• **REQUIREMENT**: Arrange the data below as a Markdown table with the columns "Row" and "Line", numbering each line and skipping blank lines. Do not include the pictures in the table.
::: LISTING
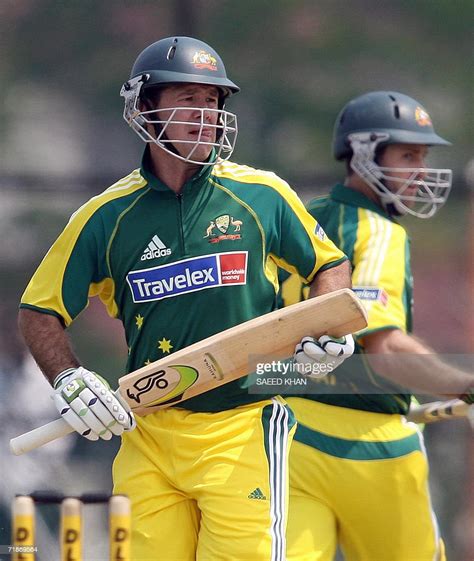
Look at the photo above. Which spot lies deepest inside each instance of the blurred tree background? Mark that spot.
(298, 62)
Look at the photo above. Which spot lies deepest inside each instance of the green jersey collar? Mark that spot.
(348, 196)
(155, 183)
::::::
• **CORRECT RESPONSE**:
| Row | Line |
|---|---|
| 1 | Look at the photo above. Which spot lies deepest inside each instance of the blurred tree background? Mark that spot. |
| 2 | (298, 62) |
| 3 | Look at the photo above. Which spot lies deepest inside each instance of the green jersey collar? Mark that spot. |
| 4 | (348, 196) |
| 5 | (155, 183) |